-- WHAT IS ASKED --
Lay out the lines of the entries below, from the line with "point at the dune ridge" through the end of the entries, as a Markdown table with the columns No. and Line. Number each line and skip any blank ones.

(Dataset records)
★ ★ ★
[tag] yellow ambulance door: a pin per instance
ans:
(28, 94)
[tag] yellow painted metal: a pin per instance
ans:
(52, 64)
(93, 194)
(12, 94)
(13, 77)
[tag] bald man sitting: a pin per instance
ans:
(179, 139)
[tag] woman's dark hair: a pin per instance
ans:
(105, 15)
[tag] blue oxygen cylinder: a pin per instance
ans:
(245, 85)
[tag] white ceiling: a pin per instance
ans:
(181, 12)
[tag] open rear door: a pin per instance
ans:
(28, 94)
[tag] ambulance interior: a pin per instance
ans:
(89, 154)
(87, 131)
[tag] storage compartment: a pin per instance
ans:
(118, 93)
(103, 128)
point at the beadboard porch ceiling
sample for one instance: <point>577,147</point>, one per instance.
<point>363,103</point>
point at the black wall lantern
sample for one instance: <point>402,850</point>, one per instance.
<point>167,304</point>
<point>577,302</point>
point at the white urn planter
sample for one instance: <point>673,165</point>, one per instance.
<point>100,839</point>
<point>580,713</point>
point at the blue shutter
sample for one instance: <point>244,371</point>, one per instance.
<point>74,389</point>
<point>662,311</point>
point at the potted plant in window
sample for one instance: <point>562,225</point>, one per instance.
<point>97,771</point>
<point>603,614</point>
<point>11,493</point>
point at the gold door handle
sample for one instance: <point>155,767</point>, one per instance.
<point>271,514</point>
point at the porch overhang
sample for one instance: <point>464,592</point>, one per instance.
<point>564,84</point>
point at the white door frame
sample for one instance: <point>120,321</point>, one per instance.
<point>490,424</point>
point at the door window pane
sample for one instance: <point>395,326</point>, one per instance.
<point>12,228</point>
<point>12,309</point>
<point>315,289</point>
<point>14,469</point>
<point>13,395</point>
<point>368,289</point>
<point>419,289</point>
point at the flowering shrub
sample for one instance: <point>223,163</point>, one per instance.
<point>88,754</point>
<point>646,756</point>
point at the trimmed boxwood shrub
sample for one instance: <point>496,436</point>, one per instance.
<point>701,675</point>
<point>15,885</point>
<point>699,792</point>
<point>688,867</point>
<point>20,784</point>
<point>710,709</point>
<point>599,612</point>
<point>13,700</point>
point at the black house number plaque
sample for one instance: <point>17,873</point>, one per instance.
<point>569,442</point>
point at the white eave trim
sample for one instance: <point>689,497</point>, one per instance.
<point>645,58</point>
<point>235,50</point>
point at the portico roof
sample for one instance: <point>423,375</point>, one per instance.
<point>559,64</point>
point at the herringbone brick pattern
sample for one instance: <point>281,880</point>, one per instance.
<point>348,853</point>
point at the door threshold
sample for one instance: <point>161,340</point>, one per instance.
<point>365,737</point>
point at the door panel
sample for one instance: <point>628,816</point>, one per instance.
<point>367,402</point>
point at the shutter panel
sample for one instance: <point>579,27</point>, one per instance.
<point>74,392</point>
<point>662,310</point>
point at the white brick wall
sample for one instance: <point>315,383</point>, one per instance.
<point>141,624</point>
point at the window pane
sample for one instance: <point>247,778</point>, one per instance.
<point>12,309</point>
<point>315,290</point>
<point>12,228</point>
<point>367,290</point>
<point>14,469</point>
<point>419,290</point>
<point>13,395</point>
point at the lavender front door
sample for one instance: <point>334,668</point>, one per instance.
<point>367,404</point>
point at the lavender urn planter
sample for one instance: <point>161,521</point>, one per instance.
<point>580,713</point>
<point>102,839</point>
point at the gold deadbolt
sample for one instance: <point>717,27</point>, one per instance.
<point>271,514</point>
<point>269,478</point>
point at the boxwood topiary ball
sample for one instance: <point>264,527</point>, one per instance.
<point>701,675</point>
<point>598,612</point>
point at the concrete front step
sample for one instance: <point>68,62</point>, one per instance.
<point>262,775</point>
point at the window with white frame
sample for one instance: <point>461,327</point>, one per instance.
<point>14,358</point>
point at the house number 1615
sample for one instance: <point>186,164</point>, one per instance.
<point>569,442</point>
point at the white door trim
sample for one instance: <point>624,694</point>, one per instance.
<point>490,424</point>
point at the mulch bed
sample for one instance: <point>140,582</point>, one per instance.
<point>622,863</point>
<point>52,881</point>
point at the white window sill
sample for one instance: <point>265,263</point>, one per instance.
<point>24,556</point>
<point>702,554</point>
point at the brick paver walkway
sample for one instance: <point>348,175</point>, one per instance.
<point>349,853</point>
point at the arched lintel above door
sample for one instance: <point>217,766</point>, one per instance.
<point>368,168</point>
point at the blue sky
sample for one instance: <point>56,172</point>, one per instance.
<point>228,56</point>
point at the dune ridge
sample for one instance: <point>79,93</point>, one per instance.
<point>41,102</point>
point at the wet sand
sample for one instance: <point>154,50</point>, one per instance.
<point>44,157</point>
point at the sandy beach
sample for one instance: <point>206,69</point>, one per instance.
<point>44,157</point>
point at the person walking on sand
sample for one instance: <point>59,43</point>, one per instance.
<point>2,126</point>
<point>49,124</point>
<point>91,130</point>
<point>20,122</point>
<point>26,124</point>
★ ★ ★
-- COMPLETED EXERCISE --
| No. | Line |
|---|---|
| 1 | point at the dune ridge |
| 2 | sample for one instance: <point>79,93</point>, one per instance. |
| 3 | <point>41,102</point> |
| 4 | point at the wet sand |
| 5 | sample for one instance: <point>154,50</point>, one per instance. |
| 6 | <point>44,157</point> |
| 7 | point at the sandy beach |
| 8 | sample for one instance: <point>206,69</point>, one per instance. |
| 9 | <point>44,157</point> |
| 10 | point at the person walking on sand |
| 11 | sample for one instance: <point>59,43</point>, one per instance. |
| 12 | <point>2,126</point> |
| 13 | <point>49,124</point> |
| 14 | <point>91,130</point> |
| 15 | <point>20,122</point> |
| 16 | <point>26,124</point> |